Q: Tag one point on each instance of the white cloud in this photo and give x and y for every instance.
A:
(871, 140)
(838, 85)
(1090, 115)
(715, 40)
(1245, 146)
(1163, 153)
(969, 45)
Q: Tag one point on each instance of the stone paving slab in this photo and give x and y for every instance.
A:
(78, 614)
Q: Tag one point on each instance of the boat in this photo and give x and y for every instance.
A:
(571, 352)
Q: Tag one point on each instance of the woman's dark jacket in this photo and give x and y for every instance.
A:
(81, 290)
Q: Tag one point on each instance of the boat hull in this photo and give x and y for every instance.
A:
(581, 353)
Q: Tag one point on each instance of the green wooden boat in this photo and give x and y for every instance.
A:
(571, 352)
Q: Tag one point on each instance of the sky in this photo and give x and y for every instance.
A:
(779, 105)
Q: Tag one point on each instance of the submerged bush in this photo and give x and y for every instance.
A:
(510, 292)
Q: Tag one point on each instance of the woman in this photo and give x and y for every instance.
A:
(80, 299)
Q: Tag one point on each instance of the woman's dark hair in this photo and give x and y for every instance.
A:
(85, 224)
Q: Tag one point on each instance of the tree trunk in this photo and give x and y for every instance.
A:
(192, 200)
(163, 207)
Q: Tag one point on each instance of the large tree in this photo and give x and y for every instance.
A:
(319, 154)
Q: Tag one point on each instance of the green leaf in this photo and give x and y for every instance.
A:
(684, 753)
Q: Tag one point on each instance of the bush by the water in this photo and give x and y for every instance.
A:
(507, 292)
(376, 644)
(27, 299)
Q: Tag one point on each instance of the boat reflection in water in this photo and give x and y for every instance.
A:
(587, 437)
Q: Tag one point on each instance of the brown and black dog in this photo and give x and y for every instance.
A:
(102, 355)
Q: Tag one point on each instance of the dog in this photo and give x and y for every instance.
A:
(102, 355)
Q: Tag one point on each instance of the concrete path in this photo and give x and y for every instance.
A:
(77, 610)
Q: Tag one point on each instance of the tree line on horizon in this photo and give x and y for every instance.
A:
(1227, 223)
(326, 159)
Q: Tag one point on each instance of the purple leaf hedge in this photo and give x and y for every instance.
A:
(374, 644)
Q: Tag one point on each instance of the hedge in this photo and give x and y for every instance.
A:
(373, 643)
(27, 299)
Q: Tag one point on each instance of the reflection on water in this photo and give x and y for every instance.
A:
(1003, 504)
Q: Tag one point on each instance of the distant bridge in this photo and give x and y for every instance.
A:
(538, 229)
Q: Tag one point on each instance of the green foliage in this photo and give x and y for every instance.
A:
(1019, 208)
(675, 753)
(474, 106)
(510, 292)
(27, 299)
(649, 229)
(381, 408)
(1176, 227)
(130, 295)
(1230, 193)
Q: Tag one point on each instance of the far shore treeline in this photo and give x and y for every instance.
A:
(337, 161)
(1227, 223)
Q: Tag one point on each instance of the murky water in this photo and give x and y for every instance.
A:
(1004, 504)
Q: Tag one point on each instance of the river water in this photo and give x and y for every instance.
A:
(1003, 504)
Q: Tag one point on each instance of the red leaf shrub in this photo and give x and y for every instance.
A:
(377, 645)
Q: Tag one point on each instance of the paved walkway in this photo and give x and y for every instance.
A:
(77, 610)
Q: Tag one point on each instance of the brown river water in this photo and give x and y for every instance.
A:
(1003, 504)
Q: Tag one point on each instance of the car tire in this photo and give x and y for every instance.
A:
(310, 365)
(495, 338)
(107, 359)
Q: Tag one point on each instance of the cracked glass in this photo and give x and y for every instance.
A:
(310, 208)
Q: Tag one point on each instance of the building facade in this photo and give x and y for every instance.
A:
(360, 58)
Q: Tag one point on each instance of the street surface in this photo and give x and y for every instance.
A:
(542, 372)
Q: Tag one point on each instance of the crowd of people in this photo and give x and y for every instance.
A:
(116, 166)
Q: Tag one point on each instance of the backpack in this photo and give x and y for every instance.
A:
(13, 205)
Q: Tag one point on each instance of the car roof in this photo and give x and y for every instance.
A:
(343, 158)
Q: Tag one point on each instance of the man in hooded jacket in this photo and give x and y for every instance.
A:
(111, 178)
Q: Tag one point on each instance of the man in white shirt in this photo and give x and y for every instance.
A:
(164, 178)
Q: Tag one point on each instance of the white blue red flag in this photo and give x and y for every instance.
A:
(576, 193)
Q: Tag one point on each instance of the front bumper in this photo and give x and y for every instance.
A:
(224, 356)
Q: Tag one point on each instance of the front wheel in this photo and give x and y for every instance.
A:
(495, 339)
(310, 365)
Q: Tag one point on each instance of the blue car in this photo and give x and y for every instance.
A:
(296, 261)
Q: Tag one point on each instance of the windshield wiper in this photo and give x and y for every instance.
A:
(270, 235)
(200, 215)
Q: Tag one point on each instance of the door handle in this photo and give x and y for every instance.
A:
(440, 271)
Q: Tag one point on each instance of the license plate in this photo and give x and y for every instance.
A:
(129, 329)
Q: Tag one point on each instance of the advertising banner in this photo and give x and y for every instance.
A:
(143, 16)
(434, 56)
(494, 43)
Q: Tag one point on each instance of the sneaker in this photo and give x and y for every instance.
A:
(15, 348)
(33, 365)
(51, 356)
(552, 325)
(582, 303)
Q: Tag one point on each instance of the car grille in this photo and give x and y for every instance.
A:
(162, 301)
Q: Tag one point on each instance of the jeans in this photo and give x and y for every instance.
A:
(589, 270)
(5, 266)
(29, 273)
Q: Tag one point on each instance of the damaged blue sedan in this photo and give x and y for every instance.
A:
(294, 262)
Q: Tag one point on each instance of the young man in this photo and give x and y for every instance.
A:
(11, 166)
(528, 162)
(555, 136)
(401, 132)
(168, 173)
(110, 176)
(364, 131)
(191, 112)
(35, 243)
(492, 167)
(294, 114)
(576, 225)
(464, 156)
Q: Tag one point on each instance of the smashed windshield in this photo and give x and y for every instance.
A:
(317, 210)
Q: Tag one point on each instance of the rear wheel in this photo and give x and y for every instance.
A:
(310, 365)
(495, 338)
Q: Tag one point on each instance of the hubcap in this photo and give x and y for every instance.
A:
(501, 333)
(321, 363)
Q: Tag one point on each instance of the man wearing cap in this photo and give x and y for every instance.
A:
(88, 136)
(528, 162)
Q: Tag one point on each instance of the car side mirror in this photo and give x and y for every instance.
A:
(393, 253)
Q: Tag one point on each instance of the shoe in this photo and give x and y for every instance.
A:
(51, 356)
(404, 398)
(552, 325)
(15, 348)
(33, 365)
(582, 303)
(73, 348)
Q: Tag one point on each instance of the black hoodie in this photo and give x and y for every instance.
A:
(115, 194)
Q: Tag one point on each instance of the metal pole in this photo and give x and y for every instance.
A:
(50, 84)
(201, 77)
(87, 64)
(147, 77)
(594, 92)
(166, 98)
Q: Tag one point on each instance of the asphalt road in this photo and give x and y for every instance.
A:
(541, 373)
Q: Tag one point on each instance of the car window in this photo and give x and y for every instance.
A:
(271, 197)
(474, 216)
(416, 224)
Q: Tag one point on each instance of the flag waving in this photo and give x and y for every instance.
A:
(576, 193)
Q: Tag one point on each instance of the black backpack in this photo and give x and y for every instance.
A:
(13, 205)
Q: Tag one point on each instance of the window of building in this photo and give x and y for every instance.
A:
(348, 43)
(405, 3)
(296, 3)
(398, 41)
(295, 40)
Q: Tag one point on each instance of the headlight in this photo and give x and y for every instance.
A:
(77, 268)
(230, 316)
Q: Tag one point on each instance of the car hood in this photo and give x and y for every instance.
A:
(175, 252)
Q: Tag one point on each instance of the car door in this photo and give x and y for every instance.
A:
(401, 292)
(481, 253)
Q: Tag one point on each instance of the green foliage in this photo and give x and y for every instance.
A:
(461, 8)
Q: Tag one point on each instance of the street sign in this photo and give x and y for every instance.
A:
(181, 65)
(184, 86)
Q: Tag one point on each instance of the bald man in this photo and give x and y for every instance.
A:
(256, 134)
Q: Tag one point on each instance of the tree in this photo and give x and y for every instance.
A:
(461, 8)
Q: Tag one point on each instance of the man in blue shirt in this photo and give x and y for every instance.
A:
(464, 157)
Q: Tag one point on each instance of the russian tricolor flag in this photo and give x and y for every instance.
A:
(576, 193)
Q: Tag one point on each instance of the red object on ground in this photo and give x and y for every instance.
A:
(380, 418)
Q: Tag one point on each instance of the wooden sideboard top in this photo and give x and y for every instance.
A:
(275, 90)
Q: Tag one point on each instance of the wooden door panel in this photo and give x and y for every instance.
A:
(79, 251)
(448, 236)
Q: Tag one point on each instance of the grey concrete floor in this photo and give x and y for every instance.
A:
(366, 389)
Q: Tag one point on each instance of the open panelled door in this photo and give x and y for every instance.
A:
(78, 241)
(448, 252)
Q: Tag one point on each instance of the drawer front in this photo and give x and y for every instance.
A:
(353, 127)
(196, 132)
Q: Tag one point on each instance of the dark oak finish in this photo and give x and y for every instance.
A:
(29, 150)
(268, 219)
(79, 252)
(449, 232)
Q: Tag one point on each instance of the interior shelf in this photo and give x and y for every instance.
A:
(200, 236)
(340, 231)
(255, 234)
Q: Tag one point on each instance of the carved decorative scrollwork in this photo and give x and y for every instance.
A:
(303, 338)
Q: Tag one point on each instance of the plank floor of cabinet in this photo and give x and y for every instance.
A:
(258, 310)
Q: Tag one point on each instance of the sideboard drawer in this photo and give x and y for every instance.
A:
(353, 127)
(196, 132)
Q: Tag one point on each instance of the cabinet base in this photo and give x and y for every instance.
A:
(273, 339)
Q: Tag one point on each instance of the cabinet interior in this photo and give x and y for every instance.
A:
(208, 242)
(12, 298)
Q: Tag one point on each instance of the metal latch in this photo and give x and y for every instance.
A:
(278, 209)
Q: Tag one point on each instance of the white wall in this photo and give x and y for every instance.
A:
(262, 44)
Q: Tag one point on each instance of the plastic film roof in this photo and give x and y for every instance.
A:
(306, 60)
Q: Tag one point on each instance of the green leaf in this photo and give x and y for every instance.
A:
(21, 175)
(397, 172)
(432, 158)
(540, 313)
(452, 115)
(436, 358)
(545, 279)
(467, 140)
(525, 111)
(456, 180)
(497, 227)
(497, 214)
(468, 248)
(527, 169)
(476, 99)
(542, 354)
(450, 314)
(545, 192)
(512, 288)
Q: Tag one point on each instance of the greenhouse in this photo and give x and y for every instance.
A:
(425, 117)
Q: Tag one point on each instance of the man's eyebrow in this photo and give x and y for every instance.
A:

# Work request
Line by line, count how many lines of the entries contain the word "boat", and give only that number.

# Task response
4